* _EXTRACTED INFORMATION_
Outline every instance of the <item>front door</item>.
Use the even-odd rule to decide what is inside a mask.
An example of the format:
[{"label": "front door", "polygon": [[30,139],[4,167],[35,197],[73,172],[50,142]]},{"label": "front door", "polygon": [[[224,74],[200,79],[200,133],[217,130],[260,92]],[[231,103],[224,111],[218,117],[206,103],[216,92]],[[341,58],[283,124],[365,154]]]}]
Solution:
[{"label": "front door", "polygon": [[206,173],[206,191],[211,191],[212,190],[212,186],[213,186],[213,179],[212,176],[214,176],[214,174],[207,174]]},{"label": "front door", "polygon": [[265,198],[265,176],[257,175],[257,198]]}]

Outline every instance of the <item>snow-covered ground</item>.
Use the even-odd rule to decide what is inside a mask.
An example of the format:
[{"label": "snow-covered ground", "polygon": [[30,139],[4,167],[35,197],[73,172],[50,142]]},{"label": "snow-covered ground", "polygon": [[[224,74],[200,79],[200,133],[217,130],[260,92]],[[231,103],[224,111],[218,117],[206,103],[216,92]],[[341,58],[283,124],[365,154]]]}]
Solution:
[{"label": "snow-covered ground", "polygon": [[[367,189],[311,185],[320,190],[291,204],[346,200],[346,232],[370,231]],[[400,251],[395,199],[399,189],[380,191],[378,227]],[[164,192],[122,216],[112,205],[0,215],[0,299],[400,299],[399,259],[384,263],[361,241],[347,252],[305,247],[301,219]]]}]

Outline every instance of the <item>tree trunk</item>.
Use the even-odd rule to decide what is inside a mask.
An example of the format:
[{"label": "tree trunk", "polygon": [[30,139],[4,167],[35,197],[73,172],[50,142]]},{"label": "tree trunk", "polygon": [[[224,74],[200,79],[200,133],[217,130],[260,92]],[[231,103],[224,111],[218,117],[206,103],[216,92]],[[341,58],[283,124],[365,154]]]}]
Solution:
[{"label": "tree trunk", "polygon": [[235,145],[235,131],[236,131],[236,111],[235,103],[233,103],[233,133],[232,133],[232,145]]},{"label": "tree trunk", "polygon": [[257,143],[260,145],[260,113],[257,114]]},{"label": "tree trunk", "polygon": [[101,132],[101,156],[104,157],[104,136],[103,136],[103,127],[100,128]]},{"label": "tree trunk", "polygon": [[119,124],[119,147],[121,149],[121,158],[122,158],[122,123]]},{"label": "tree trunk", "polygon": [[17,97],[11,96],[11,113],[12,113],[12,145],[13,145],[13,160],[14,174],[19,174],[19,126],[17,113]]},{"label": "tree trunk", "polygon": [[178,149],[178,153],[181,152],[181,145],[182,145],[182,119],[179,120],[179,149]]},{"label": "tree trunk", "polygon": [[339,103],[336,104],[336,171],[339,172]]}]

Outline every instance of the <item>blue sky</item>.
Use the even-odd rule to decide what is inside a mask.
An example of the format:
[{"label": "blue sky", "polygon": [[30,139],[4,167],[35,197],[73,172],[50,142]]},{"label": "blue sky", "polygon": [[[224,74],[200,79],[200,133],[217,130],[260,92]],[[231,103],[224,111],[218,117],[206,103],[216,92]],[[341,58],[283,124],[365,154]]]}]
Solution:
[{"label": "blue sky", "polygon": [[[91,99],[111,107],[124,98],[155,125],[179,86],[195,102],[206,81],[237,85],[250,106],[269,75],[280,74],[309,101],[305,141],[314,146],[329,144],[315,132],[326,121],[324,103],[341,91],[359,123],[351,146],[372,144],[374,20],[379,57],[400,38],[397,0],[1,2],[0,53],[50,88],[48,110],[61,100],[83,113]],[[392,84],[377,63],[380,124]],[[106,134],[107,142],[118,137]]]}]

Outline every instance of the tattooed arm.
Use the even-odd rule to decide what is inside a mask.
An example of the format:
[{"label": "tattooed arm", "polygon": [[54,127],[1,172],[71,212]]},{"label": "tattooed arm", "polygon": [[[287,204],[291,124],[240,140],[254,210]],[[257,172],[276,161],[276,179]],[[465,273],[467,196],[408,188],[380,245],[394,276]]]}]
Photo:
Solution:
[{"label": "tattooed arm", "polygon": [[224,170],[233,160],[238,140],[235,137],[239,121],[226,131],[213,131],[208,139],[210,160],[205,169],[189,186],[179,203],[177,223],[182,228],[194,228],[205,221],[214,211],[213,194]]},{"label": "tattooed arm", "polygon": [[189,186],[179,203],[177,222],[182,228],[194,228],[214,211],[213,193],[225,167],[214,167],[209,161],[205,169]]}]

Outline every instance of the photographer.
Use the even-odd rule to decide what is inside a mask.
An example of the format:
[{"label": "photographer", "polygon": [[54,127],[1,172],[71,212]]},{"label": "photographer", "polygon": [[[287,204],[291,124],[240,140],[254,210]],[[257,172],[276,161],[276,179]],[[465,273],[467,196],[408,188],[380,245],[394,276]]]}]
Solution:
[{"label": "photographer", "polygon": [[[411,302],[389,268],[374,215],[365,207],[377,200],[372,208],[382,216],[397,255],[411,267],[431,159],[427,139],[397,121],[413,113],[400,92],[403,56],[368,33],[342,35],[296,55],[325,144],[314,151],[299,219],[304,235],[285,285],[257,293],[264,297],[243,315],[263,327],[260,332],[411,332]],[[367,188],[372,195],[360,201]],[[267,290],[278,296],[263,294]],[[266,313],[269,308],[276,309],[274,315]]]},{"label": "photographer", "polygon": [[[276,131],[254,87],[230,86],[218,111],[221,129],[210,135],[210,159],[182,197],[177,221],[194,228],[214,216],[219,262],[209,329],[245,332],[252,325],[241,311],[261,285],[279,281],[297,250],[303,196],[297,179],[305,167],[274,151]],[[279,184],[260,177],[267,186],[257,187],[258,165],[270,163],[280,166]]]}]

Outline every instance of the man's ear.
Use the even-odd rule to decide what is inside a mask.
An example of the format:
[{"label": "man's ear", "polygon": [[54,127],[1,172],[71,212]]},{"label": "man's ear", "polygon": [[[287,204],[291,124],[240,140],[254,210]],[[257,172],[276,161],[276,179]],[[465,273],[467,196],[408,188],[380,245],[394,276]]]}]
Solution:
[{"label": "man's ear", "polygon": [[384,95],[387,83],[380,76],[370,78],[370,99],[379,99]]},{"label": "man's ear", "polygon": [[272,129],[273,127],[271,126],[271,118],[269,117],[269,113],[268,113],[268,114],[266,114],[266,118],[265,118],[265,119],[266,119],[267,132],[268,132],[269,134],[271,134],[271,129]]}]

* _EXERCISE DETAILS_
Go through the records. Copy each line where "instance" appears.

* _FINAL ANSWER_
Outline every instance of the <item>front door</item>.
Outline every instance of the <item>snow-covered ground</item>.
Outline every instance of the <item>tree trunk</item>.
Outline every instance of the <item>blue sky</item>.
Outline every instance of the tattooed arm.
Outline every instance of the photographer.
Outline every instance of the man's ear.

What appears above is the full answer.